PROVIDED PASSAGE ::

—————

Note 9.  Revolving Credit Agreement

 

At July 31, 2010, the Company maintained a $1.2 billion revolving credit facility (“credit agreement”) with JPMorgan Chase Bank (“JPMorgan”) as the lead agent for various banks, secured by the inventory of Dillard’s, Inc. operating subsidiaries.  The credit agreement expires December 12, 2012.

 

Borrowings under the credit agreement accrue interest starting at either JPMorgan’s Base Rate minus 0.5% or LIBOR plus 1.0% (1.31% at July 31, 2010) subject to certain availability thresholds as defined in the credit agreement.

 

Limited to 85% of the inventory of certain Company subsidiaries, availability for borrowings and letter of credit obligations under the credit agreement was $813.7 million at July 31, 2010.  No borrowings were outstanding at July 31, 2010.  Letters of credit totaling $89.2 million were issued under this credit agreement leaving unutilized availability under the facility of approximately $725 million at July 31, 2010.  There are no financial covenant requirements under the credit agreement provided availability exceeds $100 million.  The Company pays an annual commitment fee to the banks of 0.25% of the committed amount less outstanding borrowings and letters of credit.

 

Under the credit agreement, the Company unilaterally reduced the $1.2 billion credit facility by $200 million to $1.0 billion, effective September 1, 2010, in order to save on unused fees.   Planned inventory levels would not allow for utilization of the full $1.2 billion.  All other aspects of the credit agreement remain unchanged.

 

Note 10.  Stock Repurchase Program

 

The Company was authorized by its board of directors in November 2007 to repurchase up to $200 million of its Class A Common Stock under an open-ended plan (“Stock Plan”).  This authorization permitted the Company to repurchase its Class A Common Stock in the open market or through privately negotiated transactions.

—————

INFORMATION PROVIDED ::
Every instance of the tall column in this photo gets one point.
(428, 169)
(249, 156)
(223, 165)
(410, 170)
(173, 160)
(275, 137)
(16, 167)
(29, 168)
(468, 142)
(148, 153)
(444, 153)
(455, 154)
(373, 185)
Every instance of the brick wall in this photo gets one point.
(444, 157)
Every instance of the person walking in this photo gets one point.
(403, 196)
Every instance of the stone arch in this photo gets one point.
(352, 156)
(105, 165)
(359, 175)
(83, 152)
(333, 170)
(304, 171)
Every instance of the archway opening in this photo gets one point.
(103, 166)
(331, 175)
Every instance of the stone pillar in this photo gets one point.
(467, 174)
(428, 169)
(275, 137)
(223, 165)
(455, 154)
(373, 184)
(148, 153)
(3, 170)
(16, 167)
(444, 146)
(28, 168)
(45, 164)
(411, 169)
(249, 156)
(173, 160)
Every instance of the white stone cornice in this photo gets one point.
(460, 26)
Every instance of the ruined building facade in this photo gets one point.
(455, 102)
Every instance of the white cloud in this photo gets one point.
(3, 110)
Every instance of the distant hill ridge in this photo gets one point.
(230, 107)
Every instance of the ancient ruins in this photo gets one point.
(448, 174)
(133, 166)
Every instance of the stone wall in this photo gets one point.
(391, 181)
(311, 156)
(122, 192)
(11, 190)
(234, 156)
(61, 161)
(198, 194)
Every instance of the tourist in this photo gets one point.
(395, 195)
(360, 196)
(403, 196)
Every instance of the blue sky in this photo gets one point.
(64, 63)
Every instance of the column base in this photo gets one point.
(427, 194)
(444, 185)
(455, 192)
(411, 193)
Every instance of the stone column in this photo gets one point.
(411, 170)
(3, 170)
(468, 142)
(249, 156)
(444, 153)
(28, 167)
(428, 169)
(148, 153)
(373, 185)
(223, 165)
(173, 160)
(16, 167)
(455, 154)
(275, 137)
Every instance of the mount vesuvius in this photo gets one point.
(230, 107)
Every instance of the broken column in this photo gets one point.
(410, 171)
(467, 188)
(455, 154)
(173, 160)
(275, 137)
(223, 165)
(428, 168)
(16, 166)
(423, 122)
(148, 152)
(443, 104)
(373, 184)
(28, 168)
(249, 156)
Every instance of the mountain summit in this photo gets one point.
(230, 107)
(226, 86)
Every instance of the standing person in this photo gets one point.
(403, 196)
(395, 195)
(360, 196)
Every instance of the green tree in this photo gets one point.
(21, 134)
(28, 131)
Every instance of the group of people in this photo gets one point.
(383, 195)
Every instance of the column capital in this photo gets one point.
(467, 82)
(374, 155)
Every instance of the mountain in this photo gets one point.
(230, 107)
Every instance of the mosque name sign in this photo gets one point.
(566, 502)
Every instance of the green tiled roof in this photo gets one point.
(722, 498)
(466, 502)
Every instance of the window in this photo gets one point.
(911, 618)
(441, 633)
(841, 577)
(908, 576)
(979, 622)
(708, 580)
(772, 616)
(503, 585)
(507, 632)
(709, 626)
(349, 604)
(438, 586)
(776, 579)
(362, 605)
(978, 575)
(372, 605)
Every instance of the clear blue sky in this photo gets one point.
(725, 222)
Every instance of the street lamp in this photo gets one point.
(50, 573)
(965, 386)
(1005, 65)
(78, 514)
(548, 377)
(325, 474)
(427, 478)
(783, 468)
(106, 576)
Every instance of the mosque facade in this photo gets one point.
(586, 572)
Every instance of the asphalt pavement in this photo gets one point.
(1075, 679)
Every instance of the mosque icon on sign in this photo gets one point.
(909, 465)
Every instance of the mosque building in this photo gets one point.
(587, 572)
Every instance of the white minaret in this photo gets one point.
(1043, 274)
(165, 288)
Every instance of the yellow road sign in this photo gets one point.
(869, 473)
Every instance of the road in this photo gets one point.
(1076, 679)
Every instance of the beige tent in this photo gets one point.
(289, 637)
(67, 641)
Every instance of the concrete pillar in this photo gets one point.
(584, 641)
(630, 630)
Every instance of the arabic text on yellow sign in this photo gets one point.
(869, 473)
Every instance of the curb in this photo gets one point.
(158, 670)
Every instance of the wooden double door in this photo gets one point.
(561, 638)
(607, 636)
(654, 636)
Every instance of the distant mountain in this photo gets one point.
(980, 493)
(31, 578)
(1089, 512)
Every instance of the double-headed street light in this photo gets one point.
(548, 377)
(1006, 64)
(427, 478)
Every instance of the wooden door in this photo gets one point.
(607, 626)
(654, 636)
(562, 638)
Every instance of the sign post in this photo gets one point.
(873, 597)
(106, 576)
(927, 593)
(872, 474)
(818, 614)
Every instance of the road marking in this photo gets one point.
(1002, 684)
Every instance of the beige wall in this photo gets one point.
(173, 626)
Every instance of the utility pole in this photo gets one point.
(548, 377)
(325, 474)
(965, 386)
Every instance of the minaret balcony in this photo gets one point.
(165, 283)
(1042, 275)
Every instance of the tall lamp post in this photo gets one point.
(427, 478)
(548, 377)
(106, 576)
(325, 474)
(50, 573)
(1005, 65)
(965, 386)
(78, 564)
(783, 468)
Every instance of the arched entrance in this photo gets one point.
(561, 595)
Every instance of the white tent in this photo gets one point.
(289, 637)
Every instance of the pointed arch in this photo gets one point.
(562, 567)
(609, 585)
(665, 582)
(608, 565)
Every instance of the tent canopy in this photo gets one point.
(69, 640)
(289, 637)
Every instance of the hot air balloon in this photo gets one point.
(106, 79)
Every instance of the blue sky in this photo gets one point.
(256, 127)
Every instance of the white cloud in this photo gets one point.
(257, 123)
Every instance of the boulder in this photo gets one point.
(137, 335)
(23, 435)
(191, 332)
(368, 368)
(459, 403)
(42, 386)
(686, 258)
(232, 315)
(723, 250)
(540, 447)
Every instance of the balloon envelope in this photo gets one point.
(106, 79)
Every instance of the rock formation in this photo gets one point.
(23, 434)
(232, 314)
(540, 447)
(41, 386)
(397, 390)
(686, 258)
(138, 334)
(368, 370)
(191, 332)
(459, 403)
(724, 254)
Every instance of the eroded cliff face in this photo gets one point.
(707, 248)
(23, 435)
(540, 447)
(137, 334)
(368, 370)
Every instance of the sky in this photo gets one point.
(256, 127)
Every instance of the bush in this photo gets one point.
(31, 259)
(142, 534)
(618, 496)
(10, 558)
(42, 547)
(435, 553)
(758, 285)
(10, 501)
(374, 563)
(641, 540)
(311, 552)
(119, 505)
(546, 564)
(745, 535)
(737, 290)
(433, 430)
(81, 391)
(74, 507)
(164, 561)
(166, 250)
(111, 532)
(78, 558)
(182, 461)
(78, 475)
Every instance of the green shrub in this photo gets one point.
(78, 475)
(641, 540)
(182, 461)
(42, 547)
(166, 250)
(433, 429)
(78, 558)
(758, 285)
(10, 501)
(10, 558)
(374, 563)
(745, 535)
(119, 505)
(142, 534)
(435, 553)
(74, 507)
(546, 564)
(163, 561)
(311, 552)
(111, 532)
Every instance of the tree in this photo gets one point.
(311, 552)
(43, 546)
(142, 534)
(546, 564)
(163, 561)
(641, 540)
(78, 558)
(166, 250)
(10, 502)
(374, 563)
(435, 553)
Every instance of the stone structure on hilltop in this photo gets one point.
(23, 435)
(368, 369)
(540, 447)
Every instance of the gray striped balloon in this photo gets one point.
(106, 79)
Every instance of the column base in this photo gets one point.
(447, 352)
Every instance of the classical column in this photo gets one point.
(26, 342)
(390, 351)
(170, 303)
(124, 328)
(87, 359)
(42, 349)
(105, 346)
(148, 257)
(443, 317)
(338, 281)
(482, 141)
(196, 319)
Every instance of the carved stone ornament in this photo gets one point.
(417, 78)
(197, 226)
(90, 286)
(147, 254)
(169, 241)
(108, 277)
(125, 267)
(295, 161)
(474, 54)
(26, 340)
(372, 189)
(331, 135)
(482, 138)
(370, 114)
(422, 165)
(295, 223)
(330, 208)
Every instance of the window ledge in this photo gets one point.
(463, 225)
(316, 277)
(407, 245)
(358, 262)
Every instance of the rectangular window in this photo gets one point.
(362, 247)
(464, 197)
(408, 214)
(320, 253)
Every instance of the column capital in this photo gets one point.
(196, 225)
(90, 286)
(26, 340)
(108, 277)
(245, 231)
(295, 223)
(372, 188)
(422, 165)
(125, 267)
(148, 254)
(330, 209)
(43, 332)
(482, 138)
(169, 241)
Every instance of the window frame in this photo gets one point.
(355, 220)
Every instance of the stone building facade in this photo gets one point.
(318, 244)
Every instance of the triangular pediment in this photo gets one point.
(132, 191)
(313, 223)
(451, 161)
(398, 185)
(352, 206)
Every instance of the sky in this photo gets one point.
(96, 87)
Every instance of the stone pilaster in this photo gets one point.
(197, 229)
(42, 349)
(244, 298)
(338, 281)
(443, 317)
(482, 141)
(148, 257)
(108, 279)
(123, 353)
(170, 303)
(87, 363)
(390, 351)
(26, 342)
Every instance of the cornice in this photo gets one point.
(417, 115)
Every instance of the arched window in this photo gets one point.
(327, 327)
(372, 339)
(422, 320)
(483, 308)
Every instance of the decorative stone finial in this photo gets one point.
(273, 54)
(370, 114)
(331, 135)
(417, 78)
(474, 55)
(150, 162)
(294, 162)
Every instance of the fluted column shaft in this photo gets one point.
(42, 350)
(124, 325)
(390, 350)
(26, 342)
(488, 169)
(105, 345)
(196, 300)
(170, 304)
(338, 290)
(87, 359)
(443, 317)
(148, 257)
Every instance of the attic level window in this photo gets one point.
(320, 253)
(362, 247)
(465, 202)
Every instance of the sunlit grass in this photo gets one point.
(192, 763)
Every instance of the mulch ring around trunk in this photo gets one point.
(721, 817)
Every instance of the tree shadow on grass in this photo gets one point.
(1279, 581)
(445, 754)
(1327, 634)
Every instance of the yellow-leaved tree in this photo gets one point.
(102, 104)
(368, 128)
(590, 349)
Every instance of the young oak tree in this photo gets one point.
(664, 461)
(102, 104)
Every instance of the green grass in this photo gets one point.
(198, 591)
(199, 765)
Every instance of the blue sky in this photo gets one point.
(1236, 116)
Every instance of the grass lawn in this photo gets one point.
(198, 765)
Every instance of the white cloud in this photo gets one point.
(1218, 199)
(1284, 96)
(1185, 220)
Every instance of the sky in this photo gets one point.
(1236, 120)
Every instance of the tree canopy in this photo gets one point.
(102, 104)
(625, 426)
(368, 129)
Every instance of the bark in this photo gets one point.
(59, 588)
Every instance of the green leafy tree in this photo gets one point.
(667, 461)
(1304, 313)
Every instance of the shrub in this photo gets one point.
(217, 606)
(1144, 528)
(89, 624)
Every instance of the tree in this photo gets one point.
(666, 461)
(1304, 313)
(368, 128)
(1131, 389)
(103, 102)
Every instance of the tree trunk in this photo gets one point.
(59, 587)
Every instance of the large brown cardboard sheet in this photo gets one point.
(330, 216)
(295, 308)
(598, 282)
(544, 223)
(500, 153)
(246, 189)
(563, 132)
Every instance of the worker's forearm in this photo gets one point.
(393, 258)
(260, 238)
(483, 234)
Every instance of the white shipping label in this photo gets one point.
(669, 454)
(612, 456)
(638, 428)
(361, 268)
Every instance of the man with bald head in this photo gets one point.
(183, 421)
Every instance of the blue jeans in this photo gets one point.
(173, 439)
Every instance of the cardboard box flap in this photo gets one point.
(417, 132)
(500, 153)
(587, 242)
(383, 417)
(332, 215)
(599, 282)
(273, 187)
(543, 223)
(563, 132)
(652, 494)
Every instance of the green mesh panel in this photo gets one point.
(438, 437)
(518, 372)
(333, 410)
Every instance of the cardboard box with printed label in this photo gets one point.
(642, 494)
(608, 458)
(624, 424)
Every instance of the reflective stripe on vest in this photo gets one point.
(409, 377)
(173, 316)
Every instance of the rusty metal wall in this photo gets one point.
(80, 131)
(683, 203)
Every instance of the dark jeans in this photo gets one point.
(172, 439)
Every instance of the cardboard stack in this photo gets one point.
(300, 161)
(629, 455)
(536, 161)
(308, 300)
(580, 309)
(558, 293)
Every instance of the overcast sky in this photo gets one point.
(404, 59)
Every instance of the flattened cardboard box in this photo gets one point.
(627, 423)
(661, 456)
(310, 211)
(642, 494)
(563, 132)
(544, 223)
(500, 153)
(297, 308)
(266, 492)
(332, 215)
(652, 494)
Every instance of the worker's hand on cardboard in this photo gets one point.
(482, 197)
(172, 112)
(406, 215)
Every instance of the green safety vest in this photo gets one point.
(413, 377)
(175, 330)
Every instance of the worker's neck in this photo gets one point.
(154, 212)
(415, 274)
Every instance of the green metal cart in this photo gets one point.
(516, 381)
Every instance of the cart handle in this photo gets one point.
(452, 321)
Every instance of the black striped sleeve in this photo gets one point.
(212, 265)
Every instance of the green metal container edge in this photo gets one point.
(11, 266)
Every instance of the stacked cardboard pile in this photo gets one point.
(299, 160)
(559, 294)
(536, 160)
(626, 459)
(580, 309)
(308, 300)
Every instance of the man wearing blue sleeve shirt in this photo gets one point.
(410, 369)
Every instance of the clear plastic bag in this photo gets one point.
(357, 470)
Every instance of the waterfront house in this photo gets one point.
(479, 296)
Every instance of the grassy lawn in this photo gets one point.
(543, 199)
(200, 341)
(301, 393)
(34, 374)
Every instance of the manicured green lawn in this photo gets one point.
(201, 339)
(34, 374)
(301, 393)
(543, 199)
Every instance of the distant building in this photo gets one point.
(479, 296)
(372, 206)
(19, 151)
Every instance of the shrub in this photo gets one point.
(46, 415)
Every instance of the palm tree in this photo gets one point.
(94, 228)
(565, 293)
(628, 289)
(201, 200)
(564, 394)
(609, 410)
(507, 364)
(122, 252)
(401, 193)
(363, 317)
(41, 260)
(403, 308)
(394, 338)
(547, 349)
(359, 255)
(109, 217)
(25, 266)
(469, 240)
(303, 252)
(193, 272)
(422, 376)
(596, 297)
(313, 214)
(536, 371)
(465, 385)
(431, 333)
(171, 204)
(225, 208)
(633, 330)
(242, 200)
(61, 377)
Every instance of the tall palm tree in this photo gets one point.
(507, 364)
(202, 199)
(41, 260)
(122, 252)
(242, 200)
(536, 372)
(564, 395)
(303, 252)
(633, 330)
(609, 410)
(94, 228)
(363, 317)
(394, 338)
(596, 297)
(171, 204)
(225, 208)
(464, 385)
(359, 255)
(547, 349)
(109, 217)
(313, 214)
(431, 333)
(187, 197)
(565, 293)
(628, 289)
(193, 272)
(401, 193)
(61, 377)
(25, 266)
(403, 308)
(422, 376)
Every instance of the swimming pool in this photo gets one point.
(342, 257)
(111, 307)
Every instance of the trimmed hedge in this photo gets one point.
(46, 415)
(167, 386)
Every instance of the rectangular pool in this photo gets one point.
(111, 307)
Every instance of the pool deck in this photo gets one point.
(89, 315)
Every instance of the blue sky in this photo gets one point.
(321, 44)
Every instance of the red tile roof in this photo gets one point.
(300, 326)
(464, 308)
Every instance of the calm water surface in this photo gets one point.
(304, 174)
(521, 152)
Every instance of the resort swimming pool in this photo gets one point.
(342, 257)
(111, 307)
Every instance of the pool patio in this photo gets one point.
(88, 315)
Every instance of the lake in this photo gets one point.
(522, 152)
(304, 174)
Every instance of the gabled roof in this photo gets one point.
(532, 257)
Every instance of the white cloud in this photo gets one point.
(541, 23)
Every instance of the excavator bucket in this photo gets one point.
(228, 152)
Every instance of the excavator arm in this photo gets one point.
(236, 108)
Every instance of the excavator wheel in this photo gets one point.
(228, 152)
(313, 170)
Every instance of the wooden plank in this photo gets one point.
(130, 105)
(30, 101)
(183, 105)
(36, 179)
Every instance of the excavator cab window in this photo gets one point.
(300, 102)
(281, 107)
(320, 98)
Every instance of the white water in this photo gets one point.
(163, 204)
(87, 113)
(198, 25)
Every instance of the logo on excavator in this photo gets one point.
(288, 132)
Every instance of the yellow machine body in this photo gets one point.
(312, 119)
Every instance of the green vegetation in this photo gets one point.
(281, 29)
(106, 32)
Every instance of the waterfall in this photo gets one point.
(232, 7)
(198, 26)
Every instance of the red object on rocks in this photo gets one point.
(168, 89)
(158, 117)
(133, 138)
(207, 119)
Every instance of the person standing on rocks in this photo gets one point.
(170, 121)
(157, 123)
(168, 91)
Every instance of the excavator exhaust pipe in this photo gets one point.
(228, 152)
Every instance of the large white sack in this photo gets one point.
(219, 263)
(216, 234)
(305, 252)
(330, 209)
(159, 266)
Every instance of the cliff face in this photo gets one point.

—————

WHAT THIS EXERCISE ASKS ::
**A.** Rewrite the financial notes between "Limited to 85%" and "letters of credit.", inclusive, changing "commitment fee" to "facility fee".
**B.** Answer these questions from the financial notes:
(i) On what date does the credit agreement expire?
(ii) To what amount was the credit facility reduced effective September 1, 2010?
(iii) In what month and year did the board of directors authorize the Class A Common Stock repurchase?
**C.** Continue the financial notes from the point where they end.

OUTPUTS FOR THE TASKS ::
**A.**
Limited to 85% of the inventory of certain Company subsidiaries, availability for borrowings and letter of credit obligations under the credit agreement was $813.7 million at July 31, 2010.  No borrowings were outstanding at July 31, 2010.  Letters of credit totaling $89.2 million were issued under this credit agreement leaving unutilized availability under the facility of approximately $725 million at July 31, 2010.  There are no financial covenant requirements under the credit agreement provided availability exceeds $100 million.  The Company pays an annual facility fee to the banks of 0.25% of the committed amount less outstanding borrowings and letters of credit.

**B.**
(i) December 12, 2012
(ii) $1.0 billion
(iii) November 2007

**C.**
 

During the three and six months ended July 31, 2010, the Company repurchased 3.0 million and 7.2 million shares of stock for approximately $77.6 million and $182.6 million at an average price of $26.12 and $25.39 per share, respectively, which completed the remaining authorization under the Stock Plan.  No shares were repurchased under the Stock Plan during the three and six months ended August 1, 2009.

 

In August 2010, the Company was authorized by its board of directors to repurchase up to $250 million of its Class A Common Stock under a new open-ended plan.  This authorization permits the Company to repurchase its Class A Common Stock in the open market or through privately negotiated transactions.

 

Note 11.  Income Taxes

 

The total amount of unrecognized tax benefits as of July 31, 2010 and August 1, 2009 was $14.7 million and $27.6 million, respectively, of which $10.8 million and $19.8 million, respectively, would, if recognized, affect the effective tax rate.  The Company classifies accrued interest expense and penalties relating to income tax in the condensed consolidated financial statements as income tax expense.  The total interest and penalties recognized in the condensed consolidated statements of income and retained earnings during the three months ended July 31, 2010 and August 1, 2009 was $(1.4) million and $0.0 million, respectively, and during the six months ended July 31, 2010 and August 1, 2009 was $(1.4) million and $0.3 million, respectively.  The total accrued interest and penalties in the condensed consolidated balance sheets as of July 31, 2010 and August 1, 2009 was $4.9 million and $9.7 million, respectively.  The estimated range of the reasonably possible uncertain tax benefit decrease in the next twelve months is between $3 million and $5 million.  No significant changes occurred in the tax years subject to examination by major tax jurisdictions during the three and six months ended July 31, 2010.  Changes in the Company’s assumptions and judgments can materially affect amounts recognized in the consolidated balance sheets and statements of operations.

 

During the three months ended July 31, 2010, income taxes included the recognition of tax benefits primarily due to a state administrative settlement.  During the three months ended August 1, 2009, income taxes included the recognition of tax benefits primarily due to federal tax credits.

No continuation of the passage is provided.